------ TEXT SHOWN
Hidden Winds Holt

Unacceptable Character #2

(With special guest reviewer Alysa, resident expert on horrible angsty loner characters.)

Aaaaaaand here’s one of the most stereotypical character types that EQ has ever known – the angsty, watched-his-entire-tribe-and-family-slaughtered, wandering loner. Angsty characters are bad (usually). Characters from other tribes (especially extinct ones) are bad. Wandering characters are bad. Loner characters are bad. Yet so many of you like putting them all together into one horrible character. >.< Well. Don’t. And here are so many of the reasons why you shouldn’t.
------------
------ DATASET ROWS
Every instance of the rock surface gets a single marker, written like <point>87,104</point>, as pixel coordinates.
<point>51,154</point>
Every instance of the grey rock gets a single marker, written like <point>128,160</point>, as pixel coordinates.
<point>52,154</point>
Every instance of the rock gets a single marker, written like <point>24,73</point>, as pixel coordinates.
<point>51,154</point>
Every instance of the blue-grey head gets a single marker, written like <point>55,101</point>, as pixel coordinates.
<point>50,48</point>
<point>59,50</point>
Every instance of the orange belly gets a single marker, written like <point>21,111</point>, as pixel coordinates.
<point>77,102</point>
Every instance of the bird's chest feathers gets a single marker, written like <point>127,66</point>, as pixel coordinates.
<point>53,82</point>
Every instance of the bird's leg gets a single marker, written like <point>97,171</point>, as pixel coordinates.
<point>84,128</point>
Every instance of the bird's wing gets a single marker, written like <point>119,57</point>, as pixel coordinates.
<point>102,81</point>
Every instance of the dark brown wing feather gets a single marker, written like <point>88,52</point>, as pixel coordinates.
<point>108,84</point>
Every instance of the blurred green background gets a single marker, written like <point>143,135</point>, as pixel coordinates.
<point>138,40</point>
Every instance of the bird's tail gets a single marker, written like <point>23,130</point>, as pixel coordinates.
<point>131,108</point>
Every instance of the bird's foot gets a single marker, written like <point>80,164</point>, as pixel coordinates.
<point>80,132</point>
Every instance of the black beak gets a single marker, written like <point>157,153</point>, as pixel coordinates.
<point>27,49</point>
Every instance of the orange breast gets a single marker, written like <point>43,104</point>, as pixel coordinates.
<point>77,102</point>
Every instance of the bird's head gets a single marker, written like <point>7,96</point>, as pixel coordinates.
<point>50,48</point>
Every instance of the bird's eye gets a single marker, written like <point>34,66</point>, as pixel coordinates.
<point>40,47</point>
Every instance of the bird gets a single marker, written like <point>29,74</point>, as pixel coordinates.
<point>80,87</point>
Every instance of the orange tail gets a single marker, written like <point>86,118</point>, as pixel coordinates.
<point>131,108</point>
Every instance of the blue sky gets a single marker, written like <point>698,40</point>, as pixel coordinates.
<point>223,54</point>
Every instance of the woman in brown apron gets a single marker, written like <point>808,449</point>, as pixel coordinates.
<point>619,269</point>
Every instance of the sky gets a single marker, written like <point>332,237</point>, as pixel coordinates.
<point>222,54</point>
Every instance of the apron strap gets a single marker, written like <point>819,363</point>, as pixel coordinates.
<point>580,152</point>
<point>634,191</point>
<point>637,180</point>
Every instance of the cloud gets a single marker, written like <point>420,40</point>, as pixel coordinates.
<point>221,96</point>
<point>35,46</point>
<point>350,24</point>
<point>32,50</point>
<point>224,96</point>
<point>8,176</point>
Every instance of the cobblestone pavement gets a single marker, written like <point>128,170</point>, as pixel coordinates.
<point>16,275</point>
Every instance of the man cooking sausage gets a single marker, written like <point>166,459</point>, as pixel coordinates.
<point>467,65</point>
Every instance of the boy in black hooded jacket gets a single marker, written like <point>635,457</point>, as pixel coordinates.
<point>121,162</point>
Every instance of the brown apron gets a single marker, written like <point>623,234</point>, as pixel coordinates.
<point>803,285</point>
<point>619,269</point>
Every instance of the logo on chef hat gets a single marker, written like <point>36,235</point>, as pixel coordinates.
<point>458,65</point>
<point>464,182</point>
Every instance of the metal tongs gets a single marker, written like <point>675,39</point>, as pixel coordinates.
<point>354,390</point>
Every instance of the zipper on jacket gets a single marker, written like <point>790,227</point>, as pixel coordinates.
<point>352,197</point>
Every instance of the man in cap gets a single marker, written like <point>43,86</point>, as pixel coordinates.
------------
- SET EXERCISE 1
Which kinds of characters does the text about unacceptable characters call bad? List each one as it is named there.
- SET EXERCISE 2
Condense the paragraph in the text about unacceptable characters that begins "Aaaaaaand here's one of the most" into a short bulleted list, keeping its main points.
- SET EXERCISE 3
In the text about unacceptable characters, take everything from "Hidden Winds Holt" down to "why you shouldn’t." and substitute "dreadful" for "horrible".
Rely only on the text about unacceptable characters.

- RESPONSE 1
- Angsty characters (usually)
- Characters from other tribes (especially extinct ones)
- Wandering characters
- Loner characters

- RESPONSE 2
- The angsty wandering loner whose entire tribe and family were slaughtered is one of the most stereotypical character types EQ has known.
- Angsty characters are usually bad, and so are characters from other tribes (especially extinct ones), wandering characters and loner characters.
- Many people still combine all of these into one horrible character.
- The advice is not to, and the reasons why follow.

- RESPONSE 3
Hidden Winds Holt

Unacceptable Character #2

(With special guest reviewer Alysa, resident expert on dreadful angsty loner characters.)

Aaaaaaand here’s one of the most stereotypical character types that EQ has ever known – the angsty, watched-his-entire-tribe-and-family-slaughtered, wandering loner. Angsty characters are bad (usually). Characters from other tribes (especially extinct ones) are bad. Wandering characters are bad. Loner characters are bad. Yet so many of you like putting them all together into one dreadful character. >.< Well. Don’t. And here are so many of the reasons why you shouldn’t.